Prof. Mohan Munasinghe, expert on sustainable development and climate change, says, “We now have Millennium Development Goals (MDG) for the poor. We should extend that to the rich and make sure they consume more sustainably.”
He said this is needed because 85 percent of all consumption in world is done by the top 20 percent of the world’s rich.
“If they can be more sustainable in consumption, it can reduce the environmental burden by a tremendous amount,” said Munasinghe in an interview with IPS in Colombo, where he is based.
Munasinghe is vice-chair of the Geneva-based Intergovernmental Panel on Climate Change (IPCC), which shared the Nobel Peace Prize in 2007 with former U.S. Vice-President Al Gore.
He noted the severe changes in the weather pattern due to El Niño and La Niña happening one after the other in December. El Niño is a regional phenomenon that heats up parts of the Pacific region, affects South America and the rest of world, while La Niña, which also starts in the Pacific, sets off a cold spell.
In Sri Lanka, recent flash floods and an extremely cold spell killed more than 40 people and affected over a million others. Hundreds of acres of rice fields and other crops were destroyed by raging floodwaters, resulting in high prices of vegetables and other essentials.
Munasinghe said his country’s main priority now is to reduce the vulnerability of the poor to climate change impacts.
“Our carbon emissions are low,” Munasinghe said. “While we may need to reduce it in the future, that’s not the main issue. Our main problem is reducing vulnerability as it affects the poor most. It is very unfair, because it is the CO2 emissions of the rich countries which have caused the problem.”
Meteorologist Sarath Premadasa said what’s happening now in Sri Lanka and the world is the growing intensity of extreme weather. “If it’s a drought, it’s worse than before, or rains are at a high intensity.”
Prof Champa Navaratne, Head of Agriculture Engineering at Sri Lanka’s southern-based Ruhunu University, said the erratic weather patterns would create serious food shortages and a food security problem this year.
“We do a lot of research to develop better cropping patterns for our farmers based on the weather but this is near impossible now,” she said. Sri Lanka has two rice cropping seasons but in the past six months, she said farmers in the southern district of Matara alone have had to sow the fields three times, and not just once, because of erratic flash floods. “We’ll have a food crisis in mid- 2011, that’s for sure,” she added.

• [Exercise prompt]:
Continue the article on climate change and extreme weather in Sri Lanka, picking up after its final sentence.

• [Dataset records]:
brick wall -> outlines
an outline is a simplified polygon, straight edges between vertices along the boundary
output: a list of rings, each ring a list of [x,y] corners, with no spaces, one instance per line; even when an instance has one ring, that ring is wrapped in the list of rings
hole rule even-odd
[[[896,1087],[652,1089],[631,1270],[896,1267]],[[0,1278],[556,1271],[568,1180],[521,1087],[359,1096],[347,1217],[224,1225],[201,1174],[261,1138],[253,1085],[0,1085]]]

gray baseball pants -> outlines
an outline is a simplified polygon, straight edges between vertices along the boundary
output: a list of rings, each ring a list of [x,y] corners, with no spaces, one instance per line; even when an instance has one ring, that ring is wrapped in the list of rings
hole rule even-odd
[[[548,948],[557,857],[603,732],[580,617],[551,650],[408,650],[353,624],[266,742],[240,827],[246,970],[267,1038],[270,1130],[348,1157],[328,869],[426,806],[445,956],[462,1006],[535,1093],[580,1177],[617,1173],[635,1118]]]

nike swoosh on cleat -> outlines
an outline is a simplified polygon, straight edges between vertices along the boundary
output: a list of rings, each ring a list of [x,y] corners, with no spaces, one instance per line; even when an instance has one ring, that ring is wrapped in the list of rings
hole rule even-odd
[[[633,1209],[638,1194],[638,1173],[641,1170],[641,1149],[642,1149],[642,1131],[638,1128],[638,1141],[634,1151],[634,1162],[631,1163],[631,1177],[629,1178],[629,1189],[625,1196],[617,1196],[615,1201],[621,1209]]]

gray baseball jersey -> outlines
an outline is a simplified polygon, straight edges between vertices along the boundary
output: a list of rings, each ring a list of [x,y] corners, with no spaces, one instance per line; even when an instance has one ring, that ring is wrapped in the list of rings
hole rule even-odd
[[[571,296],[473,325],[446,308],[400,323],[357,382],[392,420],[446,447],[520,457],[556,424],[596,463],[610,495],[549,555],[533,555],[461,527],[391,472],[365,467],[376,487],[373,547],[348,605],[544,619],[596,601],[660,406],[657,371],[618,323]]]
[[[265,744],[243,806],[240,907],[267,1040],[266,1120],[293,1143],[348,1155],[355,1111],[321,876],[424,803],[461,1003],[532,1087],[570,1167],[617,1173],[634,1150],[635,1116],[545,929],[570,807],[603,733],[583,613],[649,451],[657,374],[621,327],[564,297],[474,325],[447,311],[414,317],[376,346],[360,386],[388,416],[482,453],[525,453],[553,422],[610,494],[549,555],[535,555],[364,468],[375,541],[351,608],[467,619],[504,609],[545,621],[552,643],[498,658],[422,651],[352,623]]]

• [Response to this exercise]:
Some of the main areas of concern in Sri Lanka, Munasinghe said, are its vulnerability to droughts and high temperatures in the dry zone, and the impact on agriculture and rice where a drop of up to 20 percent in yields could happen by 2050.
And then there are the floods and earth-slips in the wet zone due to excessive rain, the sea level rising, and storms that would affect fisheries and coastal dwellers. Water-borne and mosquito-borne diseases, already prevalent in the country due to unsustainable development, are likely to worsen.
“We need to climate-proof Sri Lanka by making our development path more sustainable,” he said.
Last month, Munasinghe was one of three specialists who spoke on climate change before a packed session of the United Nations in New York. The two others were Achim Steiner, Executive Director of United Nations Environmental Programme, and Martin Koh, Executive Director of the South Centre.
Munasinghe has been advising not only governments but also multinational corporations like Tesco and Unilever on sustainable development vis-à-vis climate change.
Two days after the U.N. session, Munasinghe briefed senior World Bank officials at its headquarters in Washington on climate and development and the need for an integrated approach to these issues.
Munasinghe was also in China in December for three separate high-level meetings with government officials, civil society and business, with each sector concerned about the environment and seeking to change the way things are done.